Show each line of the records that contains the word "chrome", matching case exactly.

(Entries for locating named objects)
"""

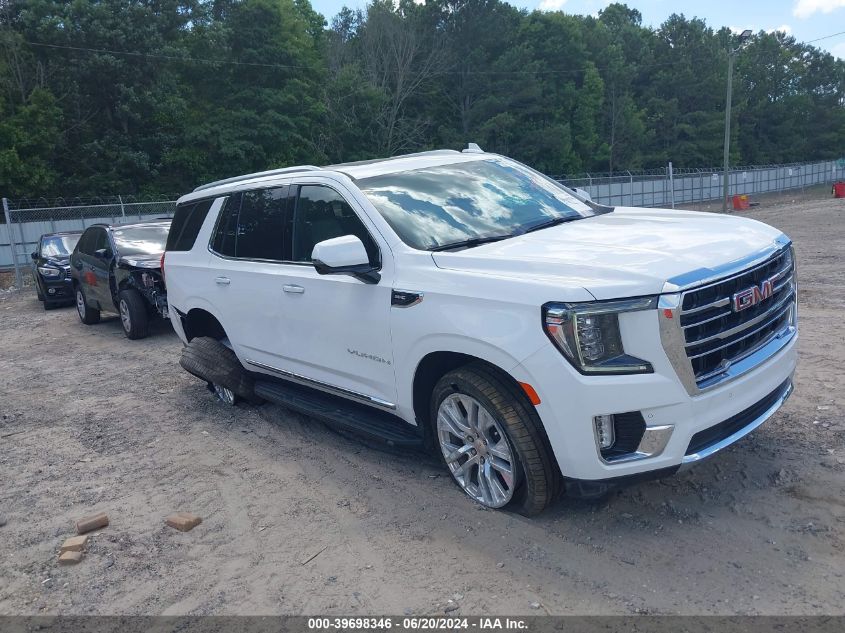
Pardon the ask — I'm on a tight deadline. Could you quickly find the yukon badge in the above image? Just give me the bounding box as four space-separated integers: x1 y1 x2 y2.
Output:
732 277 776 312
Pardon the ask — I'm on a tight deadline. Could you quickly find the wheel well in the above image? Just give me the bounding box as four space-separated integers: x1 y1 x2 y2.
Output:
414 352 516 431
182 308 226 341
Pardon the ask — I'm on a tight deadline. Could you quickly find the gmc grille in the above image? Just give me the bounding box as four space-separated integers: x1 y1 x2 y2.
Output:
680 247 796 388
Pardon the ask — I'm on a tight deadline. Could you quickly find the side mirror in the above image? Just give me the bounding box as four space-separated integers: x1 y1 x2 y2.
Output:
311 235 381 284
575 187 593 202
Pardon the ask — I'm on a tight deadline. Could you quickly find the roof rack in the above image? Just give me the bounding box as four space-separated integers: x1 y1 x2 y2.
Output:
194 165 320 191
323 149 460 170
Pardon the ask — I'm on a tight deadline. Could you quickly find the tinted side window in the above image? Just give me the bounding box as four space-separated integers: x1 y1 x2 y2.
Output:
211 193 242 257
166 198 214 251
293 185 379 266
79 229 97 255
235 186 288 261
91 229 109 253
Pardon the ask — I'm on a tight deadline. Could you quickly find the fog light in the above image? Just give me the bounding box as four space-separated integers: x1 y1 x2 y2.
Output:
593 415 616 448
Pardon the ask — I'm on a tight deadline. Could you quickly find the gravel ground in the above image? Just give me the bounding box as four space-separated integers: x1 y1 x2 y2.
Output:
0 194 845 615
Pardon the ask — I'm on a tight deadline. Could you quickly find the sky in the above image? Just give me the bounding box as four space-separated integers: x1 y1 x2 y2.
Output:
311 0 845 59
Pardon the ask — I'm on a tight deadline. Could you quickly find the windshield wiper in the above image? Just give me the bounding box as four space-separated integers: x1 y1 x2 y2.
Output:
428 233 513 252
524 215 581 233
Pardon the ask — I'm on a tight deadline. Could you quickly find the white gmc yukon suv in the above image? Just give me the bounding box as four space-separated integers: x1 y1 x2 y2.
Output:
163 146 797 514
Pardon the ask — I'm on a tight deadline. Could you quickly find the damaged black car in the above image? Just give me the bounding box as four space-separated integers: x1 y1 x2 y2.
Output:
70 220 170 339
31 231 82 310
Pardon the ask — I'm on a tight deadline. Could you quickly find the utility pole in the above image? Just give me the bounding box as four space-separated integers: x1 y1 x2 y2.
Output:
722 29 751 213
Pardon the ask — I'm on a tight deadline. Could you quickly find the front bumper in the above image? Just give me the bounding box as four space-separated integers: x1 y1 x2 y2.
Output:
39 275 74 302
512 311 798 481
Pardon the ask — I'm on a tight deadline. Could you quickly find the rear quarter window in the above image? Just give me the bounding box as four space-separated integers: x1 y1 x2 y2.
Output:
165 198 214 251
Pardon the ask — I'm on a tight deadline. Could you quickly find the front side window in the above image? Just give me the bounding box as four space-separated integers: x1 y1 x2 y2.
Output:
41 235 80 257
78 229 97 255
356 158 594 250
211 185 289 261
91 229 109 253
293 185 379 266
235 187 288 261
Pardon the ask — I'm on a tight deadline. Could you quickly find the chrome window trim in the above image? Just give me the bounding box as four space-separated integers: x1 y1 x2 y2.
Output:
246 358 396 409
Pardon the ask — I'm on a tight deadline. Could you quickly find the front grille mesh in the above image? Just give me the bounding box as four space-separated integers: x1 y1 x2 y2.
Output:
680 247 796 387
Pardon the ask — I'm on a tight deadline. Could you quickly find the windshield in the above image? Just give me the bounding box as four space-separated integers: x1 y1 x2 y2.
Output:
356 158 594 250
112 224 170 256
41 234 81 257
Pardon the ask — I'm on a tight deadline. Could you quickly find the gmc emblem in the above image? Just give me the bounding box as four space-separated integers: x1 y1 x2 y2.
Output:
732 277 775 312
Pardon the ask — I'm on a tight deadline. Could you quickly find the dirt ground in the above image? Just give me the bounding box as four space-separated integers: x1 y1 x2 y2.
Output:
0 194 845 615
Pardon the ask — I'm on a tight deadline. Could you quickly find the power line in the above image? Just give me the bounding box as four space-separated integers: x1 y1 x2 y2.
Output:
804 31 845 44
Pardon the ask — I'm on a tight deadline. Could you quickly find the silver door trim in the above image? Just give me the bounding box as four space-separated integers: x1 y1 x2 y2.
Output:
246 358 396 409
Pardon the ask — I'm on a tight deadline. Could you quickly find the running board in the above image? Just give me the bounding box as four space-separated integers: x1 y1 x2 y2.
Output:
255 380 423 449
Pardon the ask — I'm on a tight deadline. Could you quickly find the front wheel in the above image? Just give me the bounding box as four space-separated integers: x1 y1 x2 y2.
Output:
76 286 100 325
117 289 150 340
431 363 560 516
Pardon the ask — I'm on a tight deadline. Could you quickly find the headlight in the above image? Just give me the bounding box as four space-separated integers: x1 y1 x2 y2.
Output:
543 297 657 374
38 266 65 279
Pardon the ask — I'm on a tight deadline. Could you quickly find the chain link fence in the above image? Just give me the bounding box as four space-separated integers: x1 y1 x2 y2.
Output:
0 196 177 288
0 159 845 287
556 159 845 207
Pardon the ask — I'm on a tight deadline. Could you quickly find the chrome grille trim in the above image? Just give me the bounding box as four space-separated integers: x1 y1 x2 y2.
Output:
658 236 797 395
681 292 795 348
689 302 792 361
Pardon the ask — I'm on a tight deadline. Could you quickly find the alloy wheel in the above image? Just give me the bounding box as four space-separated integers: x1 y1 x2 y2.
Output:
437 393 517 508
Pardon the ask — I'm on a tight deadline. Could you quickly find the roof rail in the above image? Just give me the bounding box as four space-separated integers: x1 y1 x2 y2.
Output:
194 165 320 191
323 149 460 170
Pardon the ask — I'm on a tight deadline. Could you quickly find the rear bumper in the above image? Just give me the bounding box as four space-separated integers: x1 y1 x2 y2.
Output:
512 316 798 482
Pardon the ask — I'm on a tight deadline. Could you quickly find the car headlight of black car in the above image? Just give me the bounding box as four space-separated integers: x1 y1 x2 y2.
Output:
38 266 65 279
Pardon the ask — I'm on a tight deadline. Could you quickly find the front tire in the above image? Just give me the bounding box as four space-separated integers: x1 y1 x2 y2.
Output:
431 363 561 516
179 336 263 405
76 286 100 325
117 289 150 341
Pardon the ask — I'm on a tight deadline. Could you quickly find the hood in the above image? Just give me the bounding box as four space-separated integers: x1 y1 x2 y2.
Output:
432 207 782 299
118 253 161 268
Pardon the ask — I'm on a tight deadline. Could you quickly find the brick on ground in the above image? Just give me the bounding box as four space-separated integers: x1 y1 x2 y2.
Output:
59 551 82 565
76 512 109 534
164 512 202 532
61 534 88 554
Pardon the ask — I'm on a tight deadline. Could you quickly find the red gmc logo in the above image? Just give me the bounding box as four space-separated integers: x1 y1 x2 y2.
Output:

"""

■ COMPLETE ANSWER
Pardon the ask — I'm on a tight deadline. Could you quickly find the chrome window trim in the above image? Just give me the bounding box as four space-separated integers: x1 y1 x2 y2.
Pardon the ask — I'm on a tight deadline. Could you quickly find the chrome grille trim in the above image? Just give me the bounding box as four space-separated integers: x1 y1 x2 y2.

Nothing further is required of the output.